MATERIAL PROPORCIONADO:
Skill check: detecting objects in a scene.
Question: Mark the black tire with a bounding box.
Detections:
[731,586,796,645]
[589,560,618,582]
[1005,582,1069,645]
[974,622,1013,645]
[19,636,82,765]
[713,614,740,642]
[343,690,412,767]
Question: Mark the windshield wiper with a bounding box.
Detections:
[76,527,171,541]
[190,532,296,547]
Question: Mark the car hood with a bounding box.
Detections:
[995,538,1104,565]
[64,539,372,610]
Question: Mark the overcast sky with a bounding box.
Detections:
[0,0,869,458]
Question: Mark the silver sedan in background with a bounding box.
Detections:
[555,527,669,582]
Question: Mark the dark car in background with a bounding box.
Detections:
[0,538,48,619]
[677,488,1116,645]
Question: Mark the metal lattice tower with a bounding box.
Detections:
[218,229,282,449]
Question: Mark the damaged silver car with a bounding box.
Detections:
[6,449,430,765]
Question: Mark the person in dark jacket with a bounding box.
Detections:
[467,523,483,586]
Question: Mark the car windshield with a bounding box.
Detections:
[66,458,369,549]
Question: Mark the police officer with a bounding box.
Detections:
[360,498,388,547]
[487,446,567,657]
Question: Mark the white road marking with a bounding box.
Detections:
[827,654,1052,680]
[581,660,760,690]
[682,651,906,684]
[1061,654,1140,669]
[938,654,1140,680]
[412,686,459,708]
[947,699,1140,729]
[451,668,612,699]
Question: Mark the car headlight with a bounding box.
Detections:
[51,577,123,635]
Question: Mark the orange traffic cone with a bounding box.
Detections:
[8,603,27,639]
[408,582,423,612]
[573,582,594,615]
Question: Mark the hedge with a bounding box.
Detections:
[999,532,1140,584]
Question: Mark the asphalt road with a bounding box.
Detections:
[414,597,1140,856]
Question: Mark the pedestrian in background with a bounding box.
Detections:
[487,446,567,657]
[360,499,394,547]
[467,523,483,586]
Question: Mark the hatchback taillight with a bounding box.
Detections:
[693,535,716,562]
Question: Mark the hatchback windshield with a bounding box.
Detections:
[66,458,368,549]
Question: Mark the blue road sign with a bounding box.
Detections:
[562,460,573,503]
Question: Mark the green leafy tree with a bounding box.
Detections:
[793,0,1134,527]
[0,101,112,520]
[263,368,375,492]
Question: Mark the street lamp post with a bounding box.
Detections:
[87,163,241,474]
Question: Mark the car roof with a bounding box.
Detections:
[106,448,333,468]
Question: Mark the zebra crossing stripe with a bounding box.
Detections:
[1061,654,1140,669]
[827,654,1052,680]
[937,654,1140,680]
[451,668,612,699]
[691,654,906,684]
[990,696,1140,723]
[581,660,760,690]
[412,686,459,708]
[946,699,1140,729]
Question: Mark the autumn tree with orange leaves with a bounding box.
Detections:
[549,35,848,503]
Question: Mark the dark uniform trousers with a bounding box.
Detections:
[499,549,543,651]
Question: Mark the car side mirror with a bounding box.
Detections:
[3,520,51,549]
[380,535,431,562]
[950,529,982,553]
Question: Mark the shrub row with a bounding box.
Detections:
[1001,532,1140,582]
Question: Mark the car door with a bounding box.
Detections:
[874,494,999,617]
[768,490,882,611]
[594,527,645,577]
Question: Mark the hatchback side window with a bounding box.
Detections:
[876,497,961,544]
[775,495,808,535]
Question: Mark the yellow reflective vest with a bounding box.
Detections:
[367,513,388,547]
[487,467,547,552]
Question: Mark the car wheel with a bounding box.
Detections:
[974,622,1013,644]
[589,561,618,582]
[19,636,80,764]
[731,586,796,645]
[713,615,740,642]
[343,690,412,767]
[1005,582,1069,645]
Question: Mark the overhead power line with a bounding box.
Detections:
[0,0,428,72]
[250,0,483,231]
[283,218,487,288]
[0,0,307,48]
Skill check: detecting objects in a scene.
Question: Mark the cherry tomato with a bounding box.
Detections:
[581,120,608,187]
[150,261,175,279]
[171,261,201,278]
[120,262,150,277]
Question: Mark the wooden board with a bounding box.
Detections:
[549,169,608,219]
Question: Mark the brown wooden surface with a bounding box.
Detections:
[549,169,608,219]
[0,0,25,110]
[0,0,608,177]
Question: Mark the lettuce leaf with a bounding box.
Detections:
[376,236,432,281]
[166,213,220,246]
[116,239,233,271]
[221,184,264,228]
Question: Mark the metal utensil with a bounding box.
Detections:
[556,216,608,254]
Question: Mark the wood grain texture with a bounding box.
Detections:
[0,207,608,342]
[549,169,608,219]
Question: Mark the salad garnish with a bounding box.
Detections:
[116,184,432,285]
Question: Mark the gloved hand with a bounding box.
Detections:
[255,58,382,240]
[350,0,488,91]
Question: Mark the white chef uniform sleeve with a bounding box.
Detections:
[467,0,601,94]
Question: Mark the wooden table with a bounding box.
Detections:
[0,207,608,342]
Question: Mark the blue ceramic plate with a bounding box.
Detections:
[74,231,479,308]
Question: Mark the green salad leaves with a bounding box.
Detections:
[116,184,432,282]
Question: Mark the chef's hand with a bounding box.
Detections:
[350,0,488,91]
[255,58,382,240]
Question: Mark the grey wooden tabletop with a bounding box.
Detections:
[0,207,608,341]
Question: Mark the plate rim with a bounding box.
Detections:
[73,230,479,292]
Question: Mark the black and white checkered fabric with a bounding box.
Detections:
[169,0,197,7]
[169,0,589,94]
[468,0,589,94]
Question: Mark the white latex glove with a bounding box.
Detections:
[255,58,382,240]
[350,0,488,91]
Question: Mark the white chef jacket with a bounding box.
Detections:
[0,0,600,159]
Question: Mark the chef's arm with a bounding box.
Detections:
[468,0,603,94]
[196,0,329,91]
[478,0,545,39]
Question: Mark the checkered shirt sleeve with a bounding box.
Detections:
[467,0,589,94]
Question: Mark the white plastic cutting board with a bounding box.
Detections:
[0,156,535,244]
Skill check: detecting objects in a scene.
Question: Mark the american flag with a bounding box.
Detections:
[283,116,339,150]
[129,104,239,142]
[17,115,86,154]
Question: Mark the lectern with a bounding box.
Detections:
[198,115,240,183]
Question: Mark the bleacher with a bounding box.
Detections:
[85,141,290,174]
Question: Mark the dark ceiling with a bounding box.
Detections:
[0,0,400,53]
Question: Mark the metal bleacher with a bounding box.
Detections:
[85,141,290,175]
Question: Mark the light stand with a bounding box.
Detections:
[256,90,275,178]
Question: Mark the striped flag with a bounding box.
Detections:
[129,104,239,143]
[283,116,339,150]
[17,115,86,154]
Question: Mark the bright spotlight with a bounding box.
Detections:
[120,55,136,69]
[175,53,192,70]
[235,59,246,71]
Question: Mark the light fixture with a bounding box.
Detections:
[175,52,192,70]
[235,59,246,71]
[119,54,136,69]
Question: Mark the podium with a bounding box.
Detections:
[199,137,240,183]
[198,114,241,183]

ENUNCIADO:
¿Puedes reproducir todas las líneas del material anterior renombrando "Detections" como "Boxes" y sin alterar nada más?

RESULTADO:
Skill check: detecting objects in a scene.
Question: Mark the black tire with a bounding box.
Boxes:
[731,586,796,645]
[589,560,618,582]
[1005,582,1069,645]
[974,622,1013,645]
[19,636,82,765]
[713,614,740,642]
[343,690,412,767]
Question: Mark the windshield wiper with a bounding box.
Boxes:
[76,527,171,541]
[190,532,296,547]
Question: Mark the car hood with a bounding box.
Boxes:
[995,538,1104,565]
[64,539,372,610]
Question: Mark the overcast sky with a bounding box.
Boxes:
[0,0,869,458]
Question: Mark the silver sedan in background with a bounding box.
Boxes:
[555,527,669,582]
Question: Mark the dark car in background with a bounding box.
Boxes:
[0,538,48,619]
[677,488,1116,645]
Question: Mark the metal lattice tower with a bounding box.
Boxes:
[218,229,282,449]
Question: Mark the damaged silver car with a bounding box.
Boxes:
[6,449,430,765]
Question: Mark the person in dark jacket with a bounding box.
Boxes:
[467,523,483,586]
Question: Mark the car windshield with a bounding box.
Boxes:
[66,458,369,549]
Question: Mark the police officer with a bounding box.
Boxes:
[360,498,388,547]
[487,446,567,657]
Question: Mark the white road marking with a bounding box.
Boxes:
[827,654,1052,680]
[581,660,760,690]
[682,651,906,684]
[1061,654,1140,669]
[938,654,1140,680]
[412,686,459,708]
[947,699,1140,729]
[451,668,612,699]
Question: Mark the car headlight with a bounding box.
Boxes:
[51,577,123,635]
Question: Mark the orange traffic cone with a bounding box.
Boxes:
[8,603,27,639]
[408,582,423,612]
[573,582,594,615]
Question: Mark the hedge with a bounding box.
Boxes:
[999,532,1140,584]
Question: Mark the asphalt road with a bounding box.
Boxes:
[414,597,1140,856]
Question: Mark the pedestrian in background with a bounding box.
Boxes:
[487,446,567,657]
[360,499,394,547]
[467,523,483,586]
Question: Mark the hatchback taillight with a bounding box.
Boxes:
[693,535,716,562]
Question: Mark the hatchback windshield with a bounding box.
Boxes:
[66,458,368,549]
Question: Mark the blue road sign with a bounding box.
Boxes:
[562,460,573,503]
Question: Mark the green leafy tree with a bounding box.
Boxes:
[793,0,1134,527]
[0,101,112,520]
[263,368,375,492]
Question: Mark the street lamp post with a bounding box.
Boxes:
[87,163,241,474]
Question: Mark the car roof with a bounding box.
Boxes:
[106,448,333,468]
Question: Mark the zebra crossing stripe with a bounding box.
Boxes:
[1061,654,1140,669]
[827,654,1052,680]
[937,654,1140,680]
[451,668,612,699]
[691,654,906,684]
[990,696,1140,723]
[581,660,760,690]
[412,686,459,708]
[946,699,1140,729]
Question: Mark the autumn tree with orange leaves with a bounding box.
Boxes:
[549,35,848,503]
Question: Mark the dark uniform trousers with a bounding box.
Boxes:
[499,549,543,651]
Question: Mark the car side mirror with a bounding box.
Boxes:
[3,520,51,549]
[380,535,431,562]
[950,529,982,553]
Question: Mark the shrub row with a bounding box.
Boxes:
[1001,532,1140,582]
Question: Mark the car door with a bounding box.
Boxes:
[874,494,999,617]
[768,490,882,611]
[594,527,645,577]
Question: Mark the hatchback side window with a bounding box.
Boxes:
[876,497,961,544]
[775,495,808,535]
Question: Mark the yellow reflective vest with a bounding box.
Boxes:
[367,513,388,547]
[487,467,547,552]
Question: Mark the car wheel with a bounding box.
Boxes:
[974,622,1013,644]
[589,561,618,582]
[19,636,80,764]
[731,586,796,645]
[713,615,740,642]
[343,690,412,767]
[1005,582,1069,645]
Question: Mark the overhead power line with a bounding box.
Boxes:
[0,0,428,72]
[250,0,483,231]
[283,218,487,288]
[0,0,307,48]
Skill check: detecting objects in a scene.
Question: Mark the cherry tomato with a bounding box.
Boxes:
[581,120,608,187]
[150,261,175,279]
[171,261,201,278]
[120,262,150,277]
Question: Mark the wooden board with a bounding box.
Boxes:
[549,169,608,219]
Question: Mark the brown wooden surface with a bounding box.
Boxes:
[549,169,608,219]
[0,0,25,110]
[0,0,608,177]
Question: Mark the lettuce leaf with a bounding box.
Boxes:
[376,236,432,281]
[166,213,220,246]
[116,239,233,271]
[221,184,264,228]
Question: Mark the metal utensil with a bounding box.
Boxes:
[556,216,608,254]
Question: Mark the wood grain texture with a bounding box.
Boxes:
[0,207,608,342]
[549,169,608,219]
Question: Mark the salad garnish with a bounding box.
Boxes:
[116,184,432,285]
Question: Mark the gloved hand with a bounding box.
Boxes:
[255,58,382,240]
[350,0,488,91]
Question: Mark the white chef uniform sleeve with a bounding box.
Boxes:
[467,0,601,94]
Question: Mark the wooden table with a bounding box.
Boxes:
[0,207,608,342]
Question: Mark the blue ceramic plate with a bounding box.
Boxes:
[74,231,479,308]
Question: Mark the green salad leaves with a bounding box.
Boxes:
[116,184,432,282]
Question: Mark the chef's hand with a bounding box.
Boxes:
[350,0,488,91]
[255,58,382,240]
Question: Mark the grey wooden tabletop with a bounding box.
Boxes:
[0,207,608,341]
Question: Mark the plate rim with a bounding box.
Boxes:
[73,230,479,292]
Question: Mark the black and white checkered fabric with a bounding box.
Boxes:
[169,0,197,7]
[169,0,589,94]
[468,0,589,94]
Question: Mark the white latex glove with a bounding box.
Boxes:
[255,58,382,240]
[350,0,488,91]
Question: Mark the white chef jacket with a bounding box.
Boxes:
[0,0,600,159]
Question: Mark the chef's arm with a bounding box.
Boxes:
[468,0,603,94]
[196,0,329,91]
[478,0,545,39]
Question: Mark the checkered shirt sleeve with a bounding box.
Boxes:
[467,0,589,94]
Question: Mark the white plastic cutting board with a bounding box.
Boxes:
[0,156,535,244]
Skill check: detecting objects in a scene.
Question: Mark the american flag with a bounding box.
Boxes:
[283,116,339,150]
[129,104,239,142]
[17,115,86,154]
Question: Mark the lectern with a bounding box.
Boxes:
[198,115,240,183]
Question: Mark the bleacher with a bounding box.
Boxes:
[85,141,290,174]
Question: Mark the dark ceiling with a bounding box.
Boxes:
[0,0,400,53]
Question: Mark the metal bleacher with a bounding box.
Boxes:
[85,141,290,175]
Question: Mark the light stand with a bounding box.
Boxes:
[256,90,275,178]
Question: Mark the striped flag with a bounding box.
Boxes:
[129,104,239,143]
[283,116,339,150]
[17,115,86,154]
Question: Mark the bright spotlight with a bounding box.
Boxes:
[120,55,136,69]
[175,53,192,70]
[235,59,246,71]
Question: Mark the light fixture with a bounding box.
Boxes:
[175,52,192,70]
[235,59,246,71]
[119,54,136,69]
Question: Mark the podium with a bounding box.
Boxes:
[199,137,240,183]
[198,114,241,183]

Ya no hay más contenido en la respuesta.